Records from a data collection
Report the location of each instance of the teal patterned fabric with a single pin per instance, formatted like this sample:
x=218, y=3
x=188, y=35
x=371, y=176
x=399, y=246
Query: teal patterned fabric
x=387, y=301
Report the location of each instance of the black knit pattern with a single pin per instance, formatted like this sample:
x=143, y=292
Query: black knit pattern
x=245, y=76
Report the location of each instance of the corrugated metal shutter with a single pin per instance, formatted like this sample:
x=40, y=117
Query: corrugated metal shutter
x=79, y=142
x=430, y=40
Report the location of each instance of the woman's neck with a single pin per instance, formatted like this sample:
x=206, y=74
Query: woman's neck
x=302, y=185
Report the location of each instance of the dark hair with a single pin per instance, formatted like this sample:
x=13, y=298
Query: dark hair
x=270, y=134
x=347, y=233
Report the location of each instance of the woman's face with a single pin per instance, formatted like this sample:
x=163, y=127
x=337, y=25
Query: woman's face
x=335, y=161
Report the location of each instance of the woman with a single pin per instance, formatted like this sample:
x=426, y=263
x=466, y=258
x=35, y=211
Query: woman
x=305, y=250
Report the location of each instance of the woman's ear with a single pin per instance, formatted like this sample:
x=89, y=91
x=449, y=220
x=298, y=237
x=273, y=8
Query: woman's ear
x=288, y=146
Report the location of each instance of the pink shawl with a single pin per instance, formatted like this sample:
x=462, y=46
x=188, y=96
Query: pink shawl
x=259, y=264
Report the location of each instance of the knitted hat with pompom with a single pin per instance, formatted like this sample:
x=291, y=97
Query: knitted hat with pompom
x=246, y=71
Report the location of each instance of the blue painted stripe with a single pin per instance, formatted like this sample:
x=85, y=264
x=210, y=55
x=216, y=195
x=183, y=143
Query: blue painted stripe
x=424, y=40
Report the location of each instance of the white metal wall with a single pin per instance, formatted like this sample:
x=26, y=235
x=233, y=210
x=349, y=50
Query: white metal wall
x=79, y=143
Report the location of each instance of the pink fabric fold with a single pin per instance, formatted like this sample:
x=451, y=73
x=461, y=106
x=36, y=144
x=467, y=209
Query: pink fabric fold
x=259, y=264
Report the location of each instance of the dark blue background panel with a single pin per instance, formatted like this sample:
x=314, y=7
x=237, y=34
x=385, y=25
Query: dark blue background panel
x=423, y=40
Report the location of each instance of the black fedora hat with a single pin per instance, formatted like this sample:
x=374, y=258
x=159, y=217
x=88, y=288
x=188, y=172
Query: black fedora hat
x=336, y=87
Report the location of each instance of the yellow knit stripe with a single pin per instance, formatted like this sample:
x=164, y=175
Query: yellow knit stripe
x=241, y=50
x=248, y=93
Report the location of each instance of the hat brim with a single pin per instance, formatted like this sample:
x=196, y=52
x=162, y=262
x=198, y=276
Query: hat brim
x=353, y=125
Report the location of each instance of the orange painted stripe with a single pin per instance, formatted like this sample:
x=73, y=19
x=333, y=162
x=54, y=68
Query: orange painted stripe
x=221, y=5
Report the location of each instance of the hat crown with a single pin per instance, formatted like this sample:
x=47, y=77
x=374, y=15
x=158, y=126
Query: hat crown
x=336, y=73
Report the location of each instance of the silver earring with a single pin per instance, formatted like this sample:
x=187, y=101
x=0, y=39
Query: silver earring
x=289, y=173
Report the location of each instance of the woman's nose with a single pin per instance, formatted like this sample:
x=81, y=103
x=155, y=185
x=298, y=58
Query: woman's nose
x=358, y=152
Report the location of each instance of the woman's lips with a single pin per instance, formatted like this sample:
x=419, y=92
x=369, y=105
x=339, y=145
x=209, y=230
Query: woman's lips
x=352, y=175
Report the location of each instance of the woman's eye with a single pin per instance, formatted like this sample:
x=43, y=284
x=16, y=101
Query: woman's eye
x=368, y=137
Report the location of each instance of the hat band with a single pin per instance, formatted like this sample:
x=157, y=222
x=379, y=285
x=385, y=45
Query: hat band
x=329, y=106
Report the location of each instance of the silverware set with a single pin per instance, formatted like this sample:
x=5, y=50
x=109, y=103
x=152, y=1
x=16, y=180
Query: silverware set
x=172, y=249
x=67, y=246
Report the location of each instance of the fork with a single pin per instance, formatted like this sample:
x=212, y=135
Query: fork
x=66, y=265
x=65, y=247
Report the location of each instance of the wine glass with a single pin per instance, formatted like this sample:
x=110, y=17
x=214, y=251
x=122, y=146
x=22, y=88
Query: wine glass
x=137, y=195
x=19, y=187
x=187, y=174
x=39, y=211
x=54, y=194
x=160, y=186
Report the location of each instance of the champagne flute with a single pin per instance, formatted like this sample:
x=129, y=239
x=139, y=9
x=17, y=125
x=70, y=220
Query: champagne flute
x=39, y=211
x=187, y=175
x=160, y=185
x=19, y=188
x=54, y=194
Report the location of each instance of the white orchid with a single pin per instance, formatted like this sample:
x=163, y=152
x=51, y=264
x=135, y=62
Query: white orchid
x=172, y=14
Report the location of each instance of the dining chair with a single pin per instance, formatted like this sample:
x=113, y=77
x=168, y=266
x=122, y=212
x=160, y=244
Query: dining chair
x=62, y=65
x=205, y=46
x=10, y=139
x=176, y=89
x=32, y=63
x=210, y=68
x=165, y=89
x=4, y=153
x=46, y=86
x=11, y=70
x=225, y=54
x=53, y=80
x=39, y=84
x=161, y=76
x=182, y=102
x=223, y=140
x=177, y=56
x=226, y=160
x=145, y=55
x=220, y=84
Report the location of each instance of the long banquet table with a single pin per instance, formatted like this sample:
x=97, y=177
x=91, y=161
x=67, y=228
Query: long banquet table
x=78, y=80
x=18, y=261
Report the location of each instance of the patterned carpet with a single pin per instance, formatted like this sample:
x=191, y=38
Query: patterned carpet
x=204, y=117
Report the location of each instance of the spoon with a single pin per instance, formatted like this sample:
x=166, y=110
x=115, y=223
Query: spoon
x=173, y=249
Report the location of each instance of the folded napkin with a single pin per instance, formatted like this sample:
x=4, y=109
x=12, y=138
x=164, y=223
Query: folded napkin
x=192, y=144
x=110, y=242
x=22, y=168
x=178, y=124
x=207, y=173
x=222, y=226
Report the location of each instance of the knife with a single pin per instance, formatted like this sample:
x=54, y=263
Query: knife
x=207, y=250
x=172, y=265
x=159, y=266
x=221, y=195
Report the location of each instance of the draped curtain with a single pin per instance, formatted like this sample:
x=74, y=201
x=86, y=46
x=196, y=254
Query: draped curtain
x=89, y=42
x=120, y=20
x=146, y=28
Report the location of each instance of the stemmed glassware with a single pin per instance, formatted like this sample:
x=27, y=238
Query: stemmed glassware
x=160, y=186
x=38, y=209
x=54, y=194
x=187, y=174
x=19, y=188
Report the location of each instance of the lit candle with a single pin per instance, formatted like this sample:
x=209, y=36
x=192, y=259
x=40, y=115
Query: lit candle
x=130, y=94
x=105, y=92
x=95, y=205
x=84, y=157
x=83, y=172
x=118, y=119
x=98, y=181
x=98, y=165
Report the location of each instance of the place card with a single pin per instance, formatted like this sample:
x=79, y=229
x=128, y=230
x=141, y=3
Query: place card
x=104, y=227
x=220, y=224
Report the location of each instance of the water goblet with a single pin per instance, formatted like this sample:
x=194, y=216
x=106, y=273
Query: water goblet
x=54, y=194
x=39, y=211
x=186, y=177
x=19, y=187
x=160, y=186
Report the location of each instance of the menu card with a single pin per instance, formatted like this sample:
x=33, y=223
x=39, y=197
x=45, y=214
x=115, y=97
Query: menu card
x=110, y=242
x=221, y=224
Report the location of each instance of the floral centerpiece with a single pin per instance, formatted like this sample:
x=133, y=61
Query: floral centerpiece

→ **PROBLEM**: Your answer should be the lines of the records that hold the string "floral".

→ **EXERCISE OUTPUT**:
Report the location of each instance of the floral centerpiece with a single pin per instance, formatted like this sample:
Query: floral centerpiece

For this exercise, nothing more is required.